» **Stated task**:
The line containing "the green grass" marks where to begin; quote it and every line after it through the end of the data, exactly as written.
==== Materials provided ====
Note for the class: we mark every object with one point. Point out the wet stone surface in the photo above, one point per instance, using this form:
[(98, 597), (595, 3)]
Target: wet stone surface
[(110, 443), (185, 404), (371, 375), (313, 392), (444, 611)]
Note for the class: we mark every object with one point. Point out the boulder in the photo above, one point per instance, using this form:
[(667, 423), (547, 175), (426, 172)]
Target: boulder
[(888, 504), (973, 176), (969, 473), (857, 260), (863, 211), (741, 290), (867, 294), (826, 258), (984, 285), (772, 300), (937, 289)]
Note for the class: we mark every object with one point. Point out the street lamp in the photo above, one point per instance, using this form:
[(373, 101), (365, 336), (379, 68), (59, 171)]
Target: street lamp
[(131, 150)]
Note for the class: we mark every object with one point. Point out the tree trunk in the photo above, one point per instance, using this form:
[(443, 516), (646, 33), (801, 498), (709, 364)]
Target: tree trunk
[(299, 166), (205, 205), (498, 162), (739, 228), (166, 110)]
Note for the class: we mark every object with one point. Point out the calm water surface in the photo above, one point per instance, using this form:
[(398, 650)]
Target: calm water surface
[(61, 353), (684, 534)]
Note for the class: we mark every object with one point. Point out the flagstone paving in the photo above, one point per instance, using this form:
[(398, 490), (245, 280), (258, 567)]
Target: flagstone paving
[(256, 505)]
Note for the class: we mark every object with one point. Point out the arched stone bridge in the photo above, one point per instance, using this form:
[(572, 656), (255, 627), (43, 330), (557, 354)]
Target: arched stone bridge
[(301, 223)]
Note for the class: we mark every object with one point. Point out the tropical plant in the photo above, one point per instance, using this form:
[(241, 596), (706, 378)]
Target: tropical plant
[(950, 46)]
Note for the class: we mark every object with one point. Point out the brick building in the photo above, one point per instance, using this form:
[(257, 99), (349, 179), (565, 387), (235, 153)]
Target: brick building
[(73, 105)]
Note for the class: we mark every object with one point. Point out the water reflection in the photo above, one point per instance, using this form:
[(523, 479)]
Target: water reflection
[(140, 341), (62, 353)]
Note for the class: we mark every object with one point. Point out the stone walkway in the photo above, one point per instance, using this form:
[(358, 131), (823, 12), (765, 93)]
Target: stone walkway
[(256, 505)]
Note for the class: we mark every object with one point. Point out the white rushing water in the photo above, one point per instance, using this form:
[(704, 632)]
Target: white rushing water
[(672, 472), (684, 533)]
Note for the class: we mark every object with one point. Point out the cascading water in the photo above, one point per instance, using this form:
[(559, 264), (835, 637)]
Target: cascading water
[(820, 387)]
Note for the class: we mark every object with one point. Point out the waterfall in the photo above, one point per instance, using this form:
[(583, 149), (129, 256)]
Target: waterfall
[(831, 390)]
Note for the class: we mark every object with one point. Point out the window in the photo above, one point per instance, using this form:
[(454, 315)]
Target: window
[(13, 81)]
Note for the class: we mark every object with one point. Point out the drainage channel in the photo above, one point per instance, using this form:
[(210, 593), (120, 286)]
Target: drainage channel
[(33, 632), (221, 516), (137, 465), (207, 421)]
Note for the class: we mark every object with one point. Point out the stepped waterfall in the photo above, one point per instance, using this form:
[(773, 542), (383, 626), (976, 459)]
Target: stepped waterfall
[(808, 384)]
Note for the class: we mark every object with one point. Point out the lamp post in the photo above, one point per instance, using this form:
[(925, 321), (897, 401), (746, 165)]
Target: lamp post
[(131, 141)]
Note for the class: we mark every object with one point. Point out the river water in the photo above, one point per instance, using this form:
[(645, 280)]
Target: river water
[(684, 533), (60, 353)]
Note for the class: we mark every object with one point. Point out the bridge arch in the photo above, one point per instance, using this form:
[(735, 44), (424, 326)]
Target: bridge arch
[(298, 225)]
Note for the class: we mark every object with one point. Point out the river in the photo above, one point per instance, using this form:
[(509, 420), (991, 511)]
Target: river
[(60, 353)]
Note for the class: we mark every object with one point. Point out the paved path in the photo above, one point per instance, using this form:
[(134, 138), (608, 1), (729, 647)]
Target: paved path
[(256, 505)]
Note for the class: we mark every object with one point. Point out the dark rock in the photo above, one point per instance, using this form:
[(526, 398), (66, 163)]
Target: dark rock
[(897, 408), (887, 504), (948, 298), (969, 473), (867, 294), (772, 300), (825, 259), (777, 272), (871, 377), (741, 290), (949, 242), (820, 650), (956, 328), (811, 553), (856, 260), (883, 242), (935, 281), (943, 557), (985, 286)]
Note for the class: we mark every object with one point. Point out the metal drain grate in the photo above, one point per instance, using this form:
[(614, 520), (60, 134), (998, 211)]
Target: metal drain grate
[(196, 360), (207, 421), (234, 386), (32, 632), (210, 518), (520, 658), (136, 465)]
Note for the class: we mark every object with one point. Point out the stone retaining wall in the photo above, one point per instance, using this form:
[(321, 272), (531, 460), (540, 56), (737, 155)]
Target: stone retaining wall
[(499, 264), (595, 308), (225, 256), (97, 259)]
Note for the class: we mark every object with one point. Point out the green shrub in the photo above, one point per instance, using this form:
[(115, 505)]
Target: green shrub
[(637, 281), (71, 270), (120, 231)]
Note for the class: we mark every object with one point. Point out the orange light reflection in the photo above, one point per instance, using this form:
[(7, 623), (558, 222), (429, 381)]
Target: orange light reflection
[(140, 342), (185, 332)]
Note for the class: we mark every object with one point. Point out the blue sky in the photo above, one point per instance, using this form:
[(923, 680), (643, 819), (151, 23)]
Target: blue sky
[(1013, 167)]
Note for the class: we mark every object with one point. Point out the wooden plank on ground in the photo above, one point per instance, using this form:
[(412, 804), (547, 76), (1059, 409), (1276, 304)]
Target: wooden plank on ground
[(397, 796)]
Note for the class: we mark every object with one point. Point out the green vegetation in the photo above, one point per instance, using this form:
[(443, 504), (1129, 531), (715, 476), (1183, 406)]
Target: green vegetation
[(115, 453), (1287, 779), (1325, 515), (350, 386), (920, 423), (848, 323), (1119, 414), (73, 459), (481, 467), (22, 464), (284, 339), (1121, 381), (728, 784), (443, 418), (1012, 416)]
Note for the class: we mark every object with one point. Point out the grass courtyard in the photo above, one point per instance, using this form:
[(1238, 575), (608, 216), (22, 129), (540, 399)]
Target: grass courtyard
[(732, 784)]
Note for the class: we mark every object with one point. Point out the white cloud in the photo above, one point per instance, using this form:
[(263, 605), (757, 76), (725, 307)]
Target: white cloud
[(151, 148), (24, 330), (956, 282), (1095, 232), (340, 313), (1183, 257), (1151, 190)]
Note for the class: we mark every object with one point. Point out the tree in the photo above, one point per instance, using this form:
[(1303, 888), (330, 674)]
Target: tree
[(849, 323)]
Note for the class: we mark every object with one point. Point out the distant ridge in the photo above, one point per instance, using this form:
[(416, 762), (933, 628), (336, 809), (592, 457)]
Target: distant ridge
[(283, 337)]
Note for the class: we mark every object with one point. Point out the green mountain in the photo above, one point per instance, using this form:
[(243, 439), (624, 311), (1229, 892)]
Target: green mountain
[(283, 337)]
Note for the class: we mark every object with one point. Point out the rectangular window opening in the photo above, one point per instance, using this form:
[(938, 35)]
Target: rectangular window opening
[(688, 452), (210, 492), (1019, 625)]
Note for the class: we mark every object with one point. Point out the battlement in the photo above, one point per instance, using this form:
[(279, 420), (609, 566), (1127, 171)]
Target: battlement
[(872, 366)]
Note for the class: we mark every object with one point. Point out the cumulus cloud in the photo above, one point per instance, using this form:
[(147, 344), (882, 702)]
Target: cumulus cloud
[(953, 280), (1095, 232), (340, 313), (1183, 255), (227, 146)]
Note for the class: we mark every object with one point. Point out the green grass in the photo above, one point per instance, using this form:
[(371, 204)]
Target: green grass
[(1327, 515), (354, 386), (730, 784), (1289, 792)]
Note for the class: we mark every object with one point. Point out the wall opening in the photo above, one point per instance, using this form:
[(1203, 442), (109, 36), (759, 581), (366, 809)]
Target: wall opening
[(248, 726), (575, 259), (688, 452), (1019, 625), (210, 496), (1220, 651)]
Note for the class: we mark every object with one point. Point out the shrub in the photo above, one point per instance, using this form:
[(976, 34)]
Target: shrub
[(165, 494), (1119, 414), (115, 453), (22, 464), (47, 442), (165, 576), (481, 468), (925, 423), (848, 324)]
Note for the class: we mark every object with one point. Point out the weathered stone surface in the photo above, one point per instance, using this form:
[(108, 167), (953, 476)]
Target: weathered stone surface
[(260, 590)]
====
» **Answer to this problem**:
Note for the class: we mark every object with one point. Point out the green grass in the photo above, one point per instance, using this form:
[(371, 204)]
Target: green grass
[(1327, 515), (354, 386), (730, 784), (1289, 792)]
Note for the class: we mark every object with one point. Point out the wall opening in the photo above, one point per instance, using this form:
[(1203, 442), (109, 36), (759, 581), (366, 809)]
Target: wall opening
[(248, 726), (575, 259), (688, 452), (1019, 625), (210, 496), (1220, 651)]
Note for the class: we mark every object with one point. Point out the shrub in the photo above, one point per instance, using this form:
[(976, 34)]
Target: shrub
[(165, 494), (1119, 414), (115, 453), (22, 464), (47, 442), (165, 576), (481, 468), (925, 423), (848, 324)]
Note for the class: we mark every object with one point. Point out the weathered stone surface in the photo above, one point per instance, using this form:
[(108, 167), (953, 476)]
Target: weathered stone surface
[(260, 590)]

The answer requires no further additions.